▶ [WORK TO DO]
Locate each line in the data below that contains the word "white", and copy those lines out in full.

A block of data

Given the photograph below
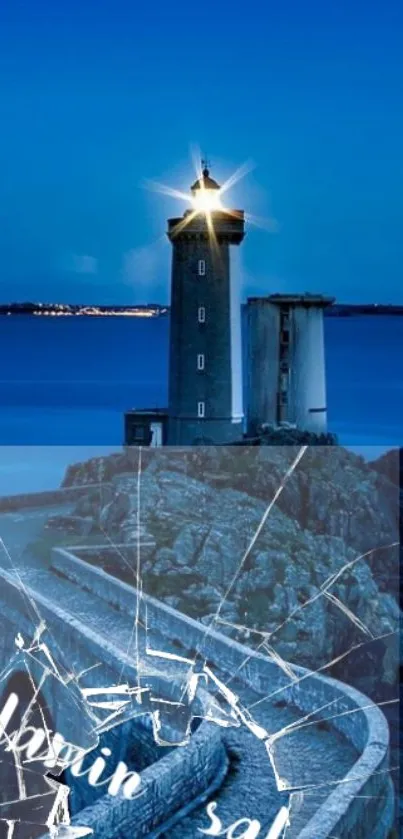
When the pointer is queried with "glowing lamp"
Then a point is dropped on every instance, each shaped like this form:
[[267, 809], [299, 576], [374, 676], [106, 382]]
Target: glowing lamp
[[206, 193]]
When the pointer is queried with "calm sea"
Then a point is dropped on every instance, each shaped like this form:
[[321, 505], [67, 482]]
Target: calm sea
[[67, 381]]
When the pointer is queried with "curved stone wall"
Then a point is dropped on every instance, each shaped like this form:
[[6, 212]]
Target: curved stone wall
[[361, 808], [167, 785]]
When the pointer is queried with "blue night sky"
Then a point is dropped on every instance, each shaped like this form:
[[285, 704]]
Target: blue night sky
[[98, 97]]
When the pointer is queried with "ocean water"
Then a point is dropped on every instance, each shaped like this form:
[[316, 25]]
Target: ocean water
[[66, 382]]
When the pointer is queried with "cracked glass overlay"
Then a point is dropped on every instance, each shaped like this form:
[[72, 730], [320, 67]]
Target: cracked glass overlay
[[204, 595]]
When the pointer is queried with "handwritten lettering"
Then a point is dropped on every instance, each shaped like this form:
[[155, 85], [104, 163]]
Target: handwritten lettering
[[121, 779], [252, 827]]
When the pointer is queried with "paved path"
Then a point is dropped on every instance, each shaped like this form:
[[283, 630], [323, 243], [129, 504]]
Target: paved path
[[249, 789]]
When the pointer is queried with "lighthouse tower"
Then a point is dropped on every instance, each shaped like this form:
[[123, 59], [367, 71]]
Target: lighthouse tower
[[205, 367]]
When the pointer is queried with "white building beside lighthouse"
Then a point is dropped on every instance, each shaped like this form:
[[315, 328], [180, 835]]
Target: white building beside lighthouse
[[286, 378]]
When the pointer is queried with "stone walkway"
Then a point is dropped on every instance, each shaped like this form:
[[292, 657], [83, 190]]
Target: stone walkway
[[249, 789]]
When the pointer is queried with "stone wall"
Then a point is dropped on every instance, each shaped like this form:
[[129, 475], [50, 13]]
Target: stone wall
[[52, 497], [360, 809]]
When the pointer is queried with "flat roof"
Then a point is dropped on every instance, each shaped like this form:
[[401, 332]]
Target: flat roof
[[141, 412]]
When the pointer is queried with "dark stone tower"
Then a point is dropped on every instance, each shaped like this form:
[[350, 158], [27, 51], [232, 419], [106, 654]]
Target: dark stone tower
[[205, 366]]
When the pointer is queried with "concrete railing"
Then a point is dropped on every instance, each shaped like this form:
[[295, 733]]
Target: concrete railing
[[168, 785], [360, 807]]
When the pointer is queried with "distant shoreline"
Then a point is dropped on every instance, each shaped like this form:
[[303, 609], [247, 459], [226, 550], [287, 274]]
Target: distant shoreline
[[158, 310]]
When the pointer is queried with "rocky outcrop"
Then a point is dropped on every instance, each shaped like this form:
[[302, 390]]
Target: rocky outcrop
[[203, 509]]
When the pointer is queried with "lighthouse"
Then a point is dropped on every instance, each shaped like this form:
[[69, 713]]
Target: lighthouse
[[205, 356]]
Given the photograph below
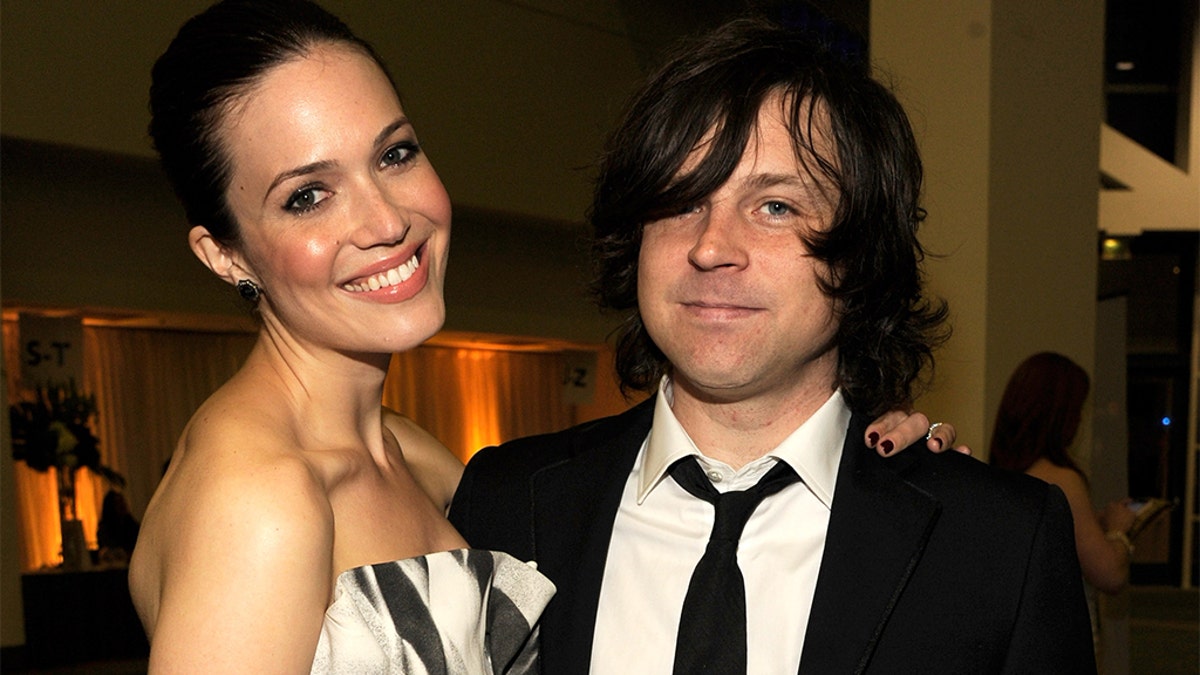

▶ [EXERCISE RESPONSE]
When the pointer is queried with "white building beside lighthouse"
Target: white building beside lighthouse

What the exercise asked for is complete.